(Natural-language object grounding data)
=-=-=
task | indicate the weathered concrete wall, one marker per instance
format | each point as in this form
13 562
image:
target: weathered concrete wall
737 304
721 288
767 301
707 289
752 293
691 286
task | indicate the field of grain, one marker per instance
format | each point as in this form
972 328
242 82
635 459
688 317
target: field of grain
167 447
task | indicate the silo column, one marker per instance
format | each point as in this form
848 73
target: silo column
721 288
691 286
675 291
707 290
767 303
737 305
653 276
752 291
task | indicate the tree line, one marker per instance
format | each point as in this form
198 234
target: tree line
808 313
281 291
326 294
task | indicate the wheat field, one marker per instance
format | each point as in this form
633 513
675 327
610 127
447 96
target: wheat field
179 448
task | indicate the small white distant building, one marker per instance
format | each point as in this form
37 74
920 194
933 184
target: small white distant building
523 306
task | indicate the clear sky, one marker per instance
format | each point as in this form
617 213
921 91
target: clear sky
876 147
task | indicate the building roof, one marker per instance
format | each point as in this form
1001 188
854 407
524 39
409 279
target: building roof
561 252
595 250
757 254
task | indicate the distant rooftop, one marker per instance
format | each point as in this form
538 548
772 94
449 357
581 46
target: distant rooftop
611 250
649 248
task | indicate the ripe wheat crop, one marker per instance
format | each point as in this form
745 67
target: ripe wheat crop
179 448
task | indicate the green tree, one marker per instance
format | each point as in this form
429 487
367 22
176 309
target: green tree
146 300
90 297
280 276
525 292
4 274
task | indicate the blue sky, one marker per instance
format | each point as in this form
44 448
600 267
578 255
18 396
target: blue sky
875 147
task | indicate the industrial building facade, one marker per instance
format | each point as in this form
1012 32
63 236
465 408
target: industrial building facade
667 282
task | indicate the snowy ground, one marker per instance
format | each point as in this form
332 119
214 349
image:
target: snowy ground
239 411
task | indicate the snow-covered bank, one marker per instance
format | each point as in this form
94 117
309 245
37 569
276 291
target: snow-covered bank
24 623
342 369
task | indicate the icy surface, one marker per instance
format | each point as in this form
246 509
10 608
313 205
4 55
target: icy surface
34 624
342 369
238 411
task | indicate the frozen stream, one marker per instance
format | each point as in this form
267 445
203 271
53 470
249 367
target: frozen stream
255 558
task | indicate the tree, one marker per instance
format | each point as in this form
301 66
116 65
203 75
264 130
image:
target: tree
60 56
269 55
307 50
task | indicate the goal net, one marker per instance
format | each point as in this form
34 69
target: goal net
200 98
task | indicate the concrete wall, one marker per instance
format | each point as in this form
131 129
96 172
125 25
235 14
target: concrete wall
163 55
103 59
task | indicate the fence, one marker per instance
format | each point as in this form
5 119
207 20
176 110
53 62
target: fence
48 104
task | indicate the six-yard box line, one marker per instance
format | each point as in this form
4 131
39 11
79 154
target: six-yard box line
=-=-=
AIM OF THE TASK: The reply should consist of the records, reproduced exactly.

SOLUTION:
task | indicate the weathered concrete wall, one marker per instance
format | each point as in this form
13 562
image:
target: weathered concrete wall
737 304
721 288
767 301
707 289
752 293
691 286
task | indicate the field of grain, one marker per instance
format | each point as in this form
972 328
242 82
635 459
688 317
target: field of grain
167 447
task | indicate the silo column, one marker per instance
format | each point as in this form
848 73
target: silo column
721 288
691 286
675 291
707 290
767 303
737 305
653 276
752 291
task | indicate the tree line, one marker per instance
format | each point as in this form
198 234
target: tree line
808 313
281 291
326 294
task | indicate the wheat field, one marker per instance
format | each point as in this form
633 513
675 327
610 127
447 96
target: wheat field
179 448
task | indicate the small white distant building, one marker per instance
format | each point as in this form
37 74
920 194
933 184
target: small white distant building
523 306
task | indicate the clear sky, one marker per instance
format | each point as in this form
617 213
921 91
target: clear sky
876 147
task | indicate the building roof, one marker per instance
format | each point as in this form
1001 188
854 407
524 39
409 279
target: building roof
561 252
595 250
757 254
task | indicate the distant rooftop, one marker per instance
format | each point as in this form
538 548
772 94
449 357
581 46
target: distant rooftop
611 250
649 248
task | indicate the ripe wheat crop, one marker per instance
format | each point as in this form
745 67
target: ripe wheat crop
179 448
task | indicate the green tree, one marker per instance
format | each point as in this form
429 487
367 22
176 309
target: green tree
146 300
90 297
280 276
525 292
4 274
task | indicate the blue sky, one marker per instance
format | each point as in this form
44 448
600 267
578 255
18 396
target: blue sky
875 147
task | indicate the industrial building facade, one marker per instance
format | each point as in this form
1012 32
63 236
465 408
target: industrial building facade
667 282
task | indicate the snowy ground, one marker per instance
format | each point as in this form
332 119
214 349
image:
target: snowy ground
239 411
task | indicate the snow-covered bank, one marker per instance
format | each point as in this form
94 117
309 245
37 569
276 291
target: snow-covered bank
24 623
342 369
task | indicate the icy surface, one marker per instance
format | each point as in this form
246 509
10 608
313 205
4 55
target: icy surface
34 624
342 369
238 411
task | indicate the frozen stream, one marker per instance
format | each point as in this form
267 445
203 271
53 470
249 367
target: frozen stream
255 558
task | indicate the tree, one marker per instance
format | each point as in this form
301 66
116 65
203 75
264 130
image:
target: tree
60 56
269 55
307 50
task | indicate the goal net, one marker per instance
format | each point as in this form
34 69
target: goal net
200 98
task | indicate the concrete wall, one marker per instance
format | each point as in this form
131 129
96 172
125 25
235 14
target: concrete wall
163 55
103 59
task | indicate the fence, one marker per instance
format | each point as in this form
5 119
207 20
176 110
53 62
target: fence
48 104
task | indicate the six-yard box line, one marker per instance
format | each point as in this form
4 131
39 11
79 154
target: six-yard box line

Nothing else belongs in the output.